====== Provided text ======

My art focuses on multiple perspectives in a fragmented manner to challenge the viewer’s eyes on perceiving space. My past works however, dealt mainly on intricate depiction of buildings using watercolor as my medium. I incorporate the idea of multiple dimensions of space to suggest 4th dimensional reality – by revealing a side of perspective that the eye cannot see. On executing this approach, exploration has been made on cubism.

 

Personally, cubism is not only aesthetically pleasing but it has always intrigues and challenges me to depict multiple perspectives of a subject mainly on contemporary buildings. My interest in modern buildings conveys industrialization and the looming large of modern buildings in the contemporary world.

 

On my later works, fractals and chaos theory became one of my prime concerns on executing my work. My exploration on fractals appear on buildings are explored by depicting space in different magnifications simultaneously in a fragmented manner. My preference of medium would be mixed media of acrylic and newspaper collage, and the technique I am approaching would be cutting out canvas to achieve the idea of fragmentation.

====== Data provided ======

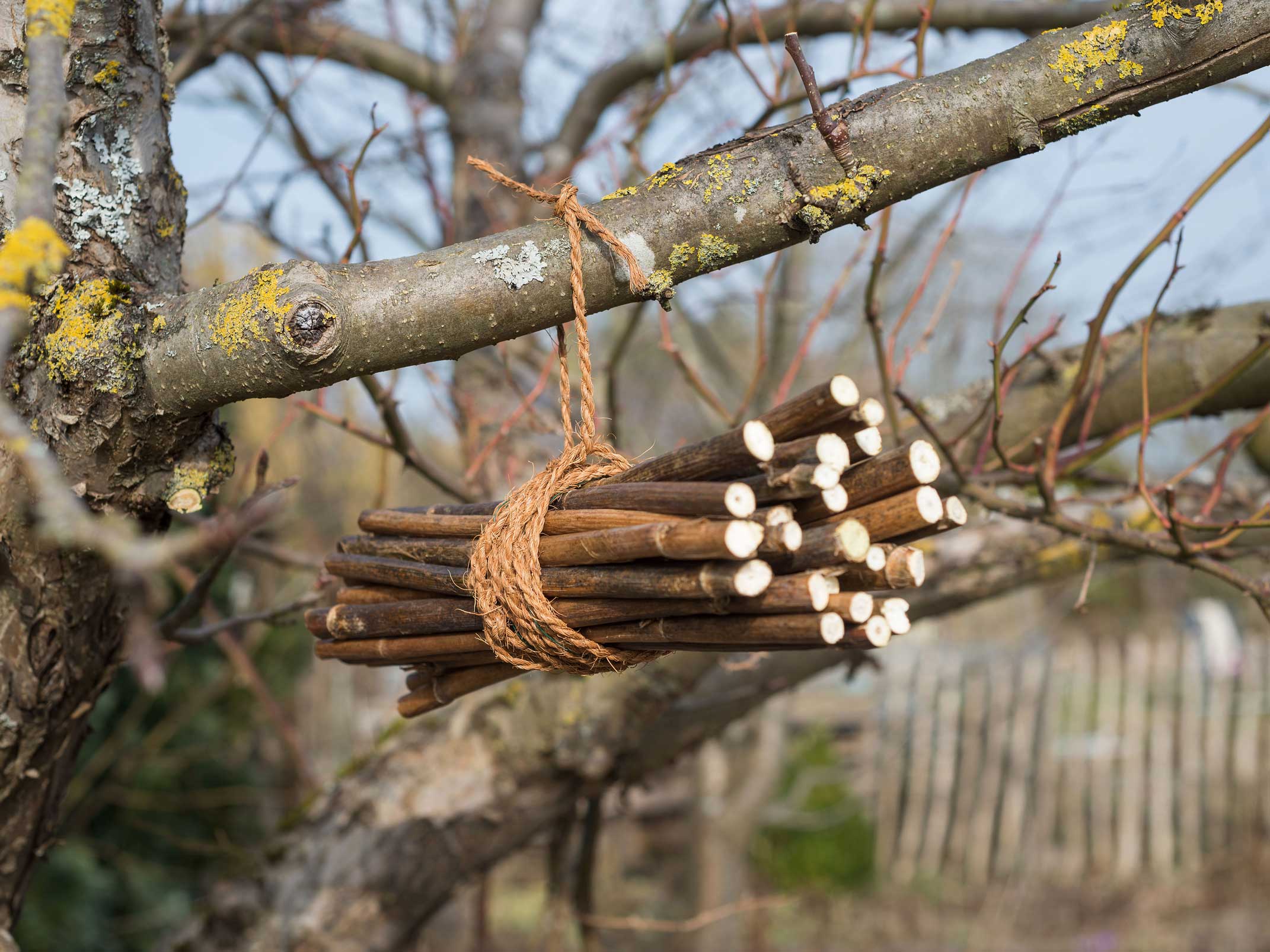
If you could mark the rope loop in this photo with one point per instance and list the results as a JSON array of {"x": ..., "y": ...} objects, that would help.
[{"x": 505, "y": 574}]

======

To-do list -
1. From the artist statement, retype the passage that begins at the words "Personally, cubism is" and stops after "idea of fragmentation.".
2. Write what comes next in the artist statement about cubism, fractals, and buildings, picking up after its final sentence.

Results for each task -
1.
Personally, cubism is not only aesthetically pleasing but it has always intrigues and challenges me to depict multiple perspectives of a subject mainly on contemporary buildings. My interest in modern buildings conveys industrialization and the looming large of modern buildings in the contemporary world.

 

On my later works, fractals and chaos theory became one of my prime concerns on executing my work. My exploration on fractals appear on buildings are explored by depicting space in different magnifications simultaneously in a fragmented manner. My preference of medium would be mixed media of acrylic and newspaper collage, and the technique I am approaching would be cutting out canvas to achieve the idea of fragmentation.

2.
Buildings, architecture and spaces in the metropolitan environment are my prime subject matters based on my experience on living in the city since the very beginning of my formation years. Not only that it has left a great impact on me, but I have reached to an understanding in my practice that the every day lives of the people - the collective identity, culture and the society which is considered as a structure of change, affect the city in its entirety and vice versa. The city's evolution is not independent from human factors. The socio-physical interrelationships, and the 'organized chaos' of the city of singapore would be the focus of my concept of my last year of my Bachelors degree in Fine Arts. Architects, as I am constantly stressing on the idea of their 'utopian ideals', have very important roles on designing a city which is an on-going dispute by philosophers and theorists of whether their designs are meeting the needs of the people. 'There is no such thing as perfect blueprints', which is my later work, through the implementation of cartography and deconstructionism - denotes that the idea of 'form follows function' is disputable and my interpretation of what the architects design, not only in the context of the city, alienates the needs of the people and through 'good' designs social issues are impossible to be eliminated. Heterotopia is another intriguing idea by a French philospher Michel Foucault, that will be a base of my research on space.